* _BRIEF A_: In the post about censored concentration data, what is the largest number of values that may be censored?
* _BRIEF B_: Write out word for word the stretch of the post about censored concentration data from "I would like" through "this option presently.".

I have a set of 1000 datapoints of measured concentrations that may include up to 300 values which are censored (below the detection limit that the lab could reliably measure). The range of detection limit values vary, such as <2, <3, <7 etc. My data is neither normal or log-normal, and I've used non-parametric tests to analyze it so far.

The information in the environmental-research literature about the use of kaplan-meier, or ROS estimators for real left-censored data primarily only compares overall statistics (i.e. mean, median, std. dev) between these different estimator methods.

I would like to use KM to generate individual values for those of my results which are below the detection limit. To date I've relied on whatever stats software may be available to me, but I cannot find this option presently.

Edit: What are the steps to generate values for the left-censored data (using KM)?

Is there a programs/software that I could apply to my dataset and then impute values based on KM? Ultimately I am interested in using these generated values for further multivariate analysis of my dataset, and thus need new individual values (as opposed to overall mean, median etc).

* _LISTED ENTRIES_:
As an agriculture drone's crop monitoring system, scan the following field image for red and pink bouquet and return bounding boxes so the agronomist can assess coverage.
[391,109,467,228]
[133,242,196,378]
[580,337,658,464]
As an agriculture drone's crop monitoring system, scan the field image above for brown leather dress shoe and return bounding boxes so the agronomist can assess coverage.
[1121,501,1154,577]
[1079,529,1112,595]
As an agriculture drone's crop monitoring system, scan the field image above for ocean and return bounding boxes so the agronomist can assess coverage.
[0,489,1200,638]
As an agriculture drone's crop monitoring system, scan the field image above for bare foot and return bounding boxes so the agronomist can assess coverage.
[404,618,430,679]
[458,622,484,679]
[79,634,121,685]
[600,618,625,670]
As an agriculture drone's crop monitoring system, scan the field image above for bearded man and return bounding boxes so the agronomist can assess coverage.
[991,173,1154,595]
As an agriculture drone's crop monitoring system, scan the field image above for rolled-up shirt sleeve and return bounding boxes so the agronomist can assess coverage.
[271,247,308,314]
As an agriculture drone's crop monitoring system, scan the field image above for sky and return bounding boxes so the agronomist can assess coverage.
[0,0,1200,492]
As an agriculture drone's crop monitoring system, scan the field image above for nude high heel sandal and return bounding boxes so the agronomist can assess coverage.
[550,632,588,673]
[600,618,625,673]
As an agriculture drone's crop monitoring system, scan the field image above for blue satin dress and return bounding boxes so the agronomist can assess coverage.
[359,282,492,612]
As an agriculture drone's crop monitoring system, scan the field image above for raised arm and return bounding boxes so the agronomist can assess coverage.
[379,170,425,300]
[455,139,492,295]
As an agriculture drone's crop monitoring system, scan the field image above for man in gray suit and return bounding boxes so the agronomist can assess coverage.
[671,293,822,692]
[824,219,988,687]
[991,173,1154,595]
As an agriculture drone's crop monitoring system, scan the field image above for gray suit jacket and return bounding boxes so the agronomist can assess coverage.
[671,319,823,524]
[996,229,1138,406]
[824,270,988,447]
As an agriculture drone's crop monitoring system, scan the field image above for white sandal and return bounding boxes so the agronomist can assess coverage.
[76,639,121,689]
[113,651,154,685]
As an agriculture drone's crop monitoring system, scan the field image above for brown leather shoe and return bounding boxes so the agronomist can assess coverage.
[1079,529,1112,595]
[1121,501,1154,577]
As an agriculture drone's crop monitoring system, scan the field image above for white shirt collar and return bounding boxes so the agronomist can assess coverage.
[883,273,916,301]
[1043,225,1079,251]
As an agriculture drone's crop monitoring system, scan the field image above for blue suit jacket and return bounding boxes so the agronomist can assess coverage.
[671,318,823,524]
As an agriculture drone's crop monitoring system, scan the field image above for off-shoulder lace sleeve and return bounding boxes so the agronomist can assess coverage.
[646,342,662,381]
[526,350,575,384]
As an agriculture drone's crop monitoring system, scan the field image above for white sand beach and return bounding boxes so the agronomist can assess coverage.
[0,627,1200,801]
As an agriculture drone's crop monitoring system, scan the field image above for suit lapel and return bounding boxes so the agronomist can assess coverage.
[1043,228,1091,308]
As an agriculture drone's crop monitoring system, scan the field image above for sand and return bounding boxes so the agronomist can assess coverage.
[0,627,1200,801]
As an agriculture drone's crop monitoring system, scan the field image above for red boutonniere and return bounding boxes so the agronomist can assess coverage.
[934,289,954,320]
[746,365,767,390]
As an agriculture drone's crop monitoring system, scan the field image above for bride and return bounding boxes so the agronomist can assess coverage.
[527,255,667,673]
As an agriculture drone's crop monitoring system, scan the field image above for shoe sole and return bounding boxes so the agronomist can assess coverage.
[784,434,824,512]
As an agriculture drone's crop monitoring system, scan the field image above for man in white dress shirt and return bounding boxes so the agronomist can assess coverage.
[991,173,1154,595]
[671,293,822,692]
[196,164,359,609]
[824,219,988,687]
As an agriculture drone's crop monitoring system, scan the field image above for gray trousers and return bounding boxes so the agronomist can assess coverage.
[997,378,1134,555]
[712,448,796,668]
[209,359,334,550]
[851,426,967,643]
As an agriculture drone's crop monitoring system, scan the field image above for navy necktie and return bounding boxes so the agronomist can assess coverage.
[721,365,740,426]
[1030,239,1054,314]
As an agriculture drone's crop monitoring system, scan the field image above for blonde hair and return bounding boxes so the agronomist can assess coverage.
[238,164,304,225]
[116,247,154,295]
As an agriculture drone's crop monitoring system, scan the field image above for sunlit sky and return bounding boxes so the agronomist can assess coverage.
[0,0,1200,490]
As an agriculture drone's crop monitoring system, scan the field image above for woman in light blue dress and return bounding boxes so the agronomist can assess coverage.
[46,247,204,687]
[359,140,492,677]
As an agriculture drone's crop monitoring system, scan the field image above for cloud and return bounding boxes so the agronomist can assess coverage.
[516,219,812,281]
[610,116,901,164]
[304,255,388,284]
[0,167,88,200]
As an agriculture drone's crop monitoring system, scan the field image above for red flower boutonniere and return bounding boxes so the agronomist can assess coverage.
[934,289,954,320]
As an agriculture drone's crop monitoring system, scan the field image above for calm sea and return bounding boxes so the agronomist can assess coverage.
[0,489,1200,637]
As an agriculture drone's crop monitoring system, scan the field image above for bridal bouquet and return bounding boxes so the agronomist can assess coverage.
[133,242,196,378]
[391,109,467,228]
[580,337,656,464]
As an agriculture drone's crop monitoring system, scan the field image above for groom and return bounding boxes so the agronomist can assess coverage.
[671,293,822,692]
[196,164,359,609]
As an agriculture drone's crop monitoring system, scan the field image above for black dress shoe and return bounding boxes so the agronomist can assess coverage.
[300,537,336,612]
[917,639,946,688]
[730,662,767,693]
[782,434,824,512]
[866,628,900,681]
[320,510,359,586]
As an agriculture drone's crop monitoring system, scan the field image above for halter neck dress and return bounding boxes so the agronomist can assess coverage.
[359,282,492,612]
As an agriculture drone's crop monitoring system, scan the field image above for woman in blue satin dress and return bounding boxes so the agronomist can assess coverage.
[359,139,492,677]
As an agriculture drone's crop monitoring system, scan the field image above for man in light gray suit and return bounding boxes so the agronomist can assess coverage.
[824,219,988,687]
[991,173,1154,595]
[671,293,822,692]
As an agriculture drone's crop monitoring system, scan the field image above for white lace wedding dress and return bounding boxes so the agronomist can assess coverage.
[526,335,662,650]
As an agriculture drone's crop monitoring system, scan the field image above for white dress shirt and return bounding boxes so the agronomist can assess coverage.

* _WRITTEN RESPONSE A_: Up to 300 values may be censored.

* _WRITTEN RESPONSE B_:
I would like to use KM to generate individual values for those of my results which are below the detection limit. To date I've relied on whatever stats software may be available to me, but I cannot find this option presently.